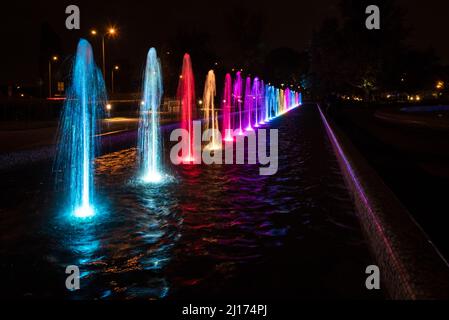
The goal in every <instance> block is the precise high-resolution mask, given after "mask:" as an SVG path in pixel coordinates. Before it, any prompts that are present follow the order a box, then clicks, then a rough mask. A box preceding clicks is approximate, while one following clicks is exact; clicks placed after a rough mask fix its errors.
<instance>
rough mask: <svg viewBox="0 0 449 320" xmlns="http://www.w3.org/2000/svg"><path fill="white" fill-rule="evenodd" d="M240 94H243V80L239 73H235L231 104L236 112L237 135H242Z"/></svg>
mask: <svg viewBox="0 0 449 320" xmlns="http://www.w3.org/2000/svg"><path fill="white" fill-rule="evenodd" d="M242 93H243V80H242V75H241V73H240V72H237V73H236V75H235V81H234V88H233V94H232V97H233V103H234V110H238V121H237V120H236V121H235V122H236V125H235V126H237V124H238V128H239V135H243V127H242V122H243V118H242V117H243V114H242Z"/></svg>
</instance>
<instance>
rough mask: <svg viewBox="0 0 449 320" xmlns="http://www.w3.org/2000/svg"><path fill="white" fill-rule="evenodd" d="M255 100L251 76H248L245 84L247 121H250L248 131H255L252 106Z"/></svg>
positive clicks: (246, 118)
mask: <svg viewBox="0 0 449 320" xmlns="http://www.w3.org/2000/svg"><path fill="white" fill-rule="evenodd" d="M253 100H254V97H253V96H252V92H251V78H250V77H247V78H246V84H245V104H244V106H245V114H246V121H247V123H248V126H247V127H246V129H245V130H246V131H254V129H253V125H252V122H251V121H252V119H251V118H252V106H253Z"/></svg>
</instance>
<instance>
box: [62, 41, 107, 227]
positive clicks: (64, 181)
mask: <svg viewBox="0 0 449 320" xmlns="http://www.w3.org/2000/svg"><path fill="white" fill-rule="evenodd" d="M105 102H106V89H105V85H104V80H103V77H102V74H101V72H100V70H99V69H98V68H97V66H96V65H95V62H94V56H93V51H92V47H91V45H90V44H89V42H88V41H86V40H84V39H81V40H80V42H79V44H78V48H77V52H76V57H75V62H74V64H73V69H72V79H71V85H70V87H69V89H68V91H67V99H66V101H65V103H64V106H63V110H62V115H61V121H60V127H59V141H58V147H57V156H56V168H57V172H58V173H59V174H61V175H62V178H63V181H64V183H65V185H64V186H65V190H67V191H68V192H69V194H68V197H67V201H68V206H69V210H70V212H71V214H72V215H73V216H75V217H80V218H86V217H91V216H93V215H94V214H95V210H94V197H95V195H94V187H93V171H94V168H93V166H94V163H93V162H94V159H95V151H96V138H95V135H96V133H97V132H96V128H97V117H98V113H99V112H100V110H102V108H103V107H104V106H105Z"/></svg>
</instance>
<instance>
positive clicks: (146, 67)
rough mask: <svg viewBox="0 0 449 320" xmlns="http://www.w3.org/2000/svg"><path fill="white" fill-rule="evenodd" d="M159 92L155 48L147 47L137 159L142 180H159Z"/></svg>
mask: <svg viewBox="0 0 449 320" xmlns="http://www.w3.org/2000/svg"><path fill="white" fill-rule="evenodd" d="M162 94H163V88H162V74H161V65H160V62H159V59H158V57H157V53H156V50H155V49H154V48H151V49H150V50H149V52H148V55H147V62H146V67H145V75H144V79H143V94H142V102H141V105H140V118H139V133H138V159H139V164H140V170H141V175H142V180H143V181H145V182H160V181H161V180H162V174H161V167H162V165H161V154H162V141H161V133H160V119H159V107H160V105H161V99H162Z"/></svg>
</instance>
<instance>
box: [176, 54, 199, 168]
mask: <svg viewBox="0 0 449 320" xmlns="http://www.w3.org/2000/svg"><path fill="white" fill-rule="evenodd" d="M177 95H178V99H179V101H180V102H181V128H182V129H184V130H186V131H187V132H188V133H189V141H188V151H187V154H186V155H184V154H183V155H182V158H183V161H184V162H185V163H188V162H193V161H194V159H193V155H194V154H195V146H194V142H193V119H194V117H195V114H194V110H195V80H194V78H193V69H192V62H191V60H190V55H189V54H188V53H186V54H185V55H184V59H183V64H182V74H181V76H180V77H179V84H178V94H177Z"/></svg>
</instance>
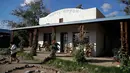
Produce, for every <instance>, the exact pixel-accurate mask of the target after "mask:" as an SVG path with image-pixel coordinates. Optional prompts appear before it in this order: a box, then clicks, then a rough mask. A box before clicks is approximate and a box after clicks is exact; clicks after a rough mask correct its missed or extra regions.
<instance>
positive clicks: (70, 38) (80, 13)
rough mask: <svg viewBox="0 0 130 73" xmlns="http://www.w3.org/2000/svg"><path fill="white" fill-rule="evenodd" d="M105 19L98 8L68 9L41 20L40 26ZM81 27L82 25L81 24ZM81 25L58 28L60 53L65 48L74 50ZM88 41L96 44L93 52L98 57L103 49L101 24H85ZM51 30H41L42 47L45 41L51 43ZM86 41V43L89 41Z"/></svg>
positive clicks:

..........

Work order: An exact copy of all the lines above is required, with the pictures removed.

Result of this task:
The goal in every <instance> block is the precise high-resolution mask, given after "mask:" as an SVG path in pixel coordinates. Before it, any prompts that are present follow the order a box, then clicks, then a rough mask. A box preceding clicks is approximate, while one following clicks is exact; clicks placed after a rough mask fix its errors.
<instance>
rough mask: <svg viewBox="0 0 449 320" xmlns="http://www.w3.org/2000/svg"><path fill="white" fill-rule="evenodd" d="M240 94H243V80L239 73H235L231 104L236 112L237 135H242Z"/></svg>
mask: <svg viewBox="0 0 449 320" xmlns="http://www.w3.org/2000/svg"><path fill="white" fill-rule="evenodd" d="M242 93H243V80H242V75H241V73H240V72H237V73H236V75H235V81H234V88H233V94H232V97H233V103H234V110H238V121H237V120H236V121H235V122H236V125H235V126H237V124H238V128H239V135H243V127H242V122H243V118H242V117H243V114H242Z"/></svg>
</instance>
<instance>
rough mask: <svg viewBox="0 0 449 320" xmlns="http://www.w3.org/2000/svg"><path fill="white" fill-rule="evenodd" d="M255 100L251 76H248L245 84L247 121H250L248 131H255L252 106Z"/></svg>
positive clicks: (246, 118)
mask: <svg viewBox="0 0 449 320" xmlns="http://www.w3.org/2000/svg"><path fill="white" fill-rule="evenodd" d="M253 100H254V97H253V96H252V92H251V78H250V77H247V78H246V84H245V104H244V106H245V114H246V121H247V123H248V126H247V127H246V129H245V130H246V131H254V129H253V125H252V122H251V121H252V119H251V118H252V106H253Z"/></svg>
</instance>
<instance>
box: [62, 41, 107, 227]
positive clicks: (64, 181)
mask: <svg viewBox="0 0 449 320" xmlns="http://www.w3.org/2000/svg"><path fill="white" fill-rule="evenodd" d="M105 102H106V89H105V85H104V80H103V77H102V74H101V72H100V70H99V69H98V68H97V66H96V65H95V62H94V56H93V51H92V47H91V45H90V44H89V42H88V41H86V40H84V39H81V40H80V42H79V44H78V48H77V52H76V57H75V62H74V64H73V69H72V79H71V85H70V87H69V89H68V91H67V99H66V101H65V103H64V106H63V110H62V115H61V121H60V127H59V141H58V147H57V156H56V168H57V172H58V173H59V174H61V175H62V178H63V181H64V183H65V185H64V186H65V190H67V191H68V192H69V194H68V197H67V201H68V206H69V210H70V212H71V214H72V215H73V216H75V217H80V218H86V217H91V216H93V215H94V214H95V210H94V197H95V195H94V187H93V171H94V168H93V166H94V163H93V162H94V159H95V151H96V138H95V135H96V133H97V132H96V128H97V117H98V113H99V112H100V110H102V108H103V107H104V106H105Z"/></svg>
</instance>
<instance>
positive clicks: (146, 67)
rough mask: <svg viewBox="0 0 449 320" xmlns="http://www.w3.org/2000/svg"><path fill="white" fill-rule="evenodd" d="M159 92L155 48L147 47L137 159L142 180H159Z"/></svg>
mask: <svg viewBox="0 0 449 320" xmlns="http://www.w3.org/2000/svg"><path fill="white" fill-rule="evenodd" d="M162 94H163V88H162V74H161V65H160V62H159V59H158V57H157V53H156V50H155V49H154V48H151V49H150V50H149V52H148V55H147V62H146V67H145V75H144V79H143V94H142V102H141V105H140V118H139V133H138V159H139V164H140V170H141V175H142V180H143V181H145V182H160V181H161V180H162V174H161V167H162V165H161V154H162V141H161V133H160V119H159V107H160V105H161V99H162Z"/></svg>
</instance>
<instance>
box: [176, 54, 199, 168]
mask: <svg viewBox="0 0 449 320" xmlns="http://www.w3.org/2000/svg"><path fill="white" fill-rule="evenodd" d="M177 95H178V99H179V101H180V102H181V128H182V129H184V130H186V131H187V132H188V133H189V141H188V151H187V154H186V155H184V154H183V155H182V158H183V161H184V162H185V163H188V162H193V161H194V159H193V155H194V154H195V146H194V142H193V119H194V117H195V114H194V110H195V80H194V78H193V69H192V62H191V60H190V55H189V54H188V53H186V54H185V55H184V59H183V64H182V74H181V76H180V77H179V84H178V94H177Z"/></svg>
</instance>
Produce, for every <instance>, the exact pixel-accurate mask of the target after "mask:" as an SVG path with image-pixel coordinates. Optional prompts appear before it in this order: a box, then clicks, then a rough mask. A box before clicks is approximate and a box after clicks is exact; clicks after a rough mask correct its missed or extra regions.
<instance>
positive clicks: (70, 38) (80, 13)
rough mask: <svg viewBox="0 0 130 73" xmlns="http://www.w3.org/2000/svg"><path fill="white" fill-rule="evenodd" d="M105 19L98 8L68 9L41 20L40 26ZM81 27L82 25L81 24ZM81 25L58 28L60 53L65 48L74 50ZM88 41L96 44L93 52L98 57L103 49L101 24H85ZM51 30H41L42 47L45 41L51 43ZM86 41V43L89 41Z"/></svg>
positive clicks:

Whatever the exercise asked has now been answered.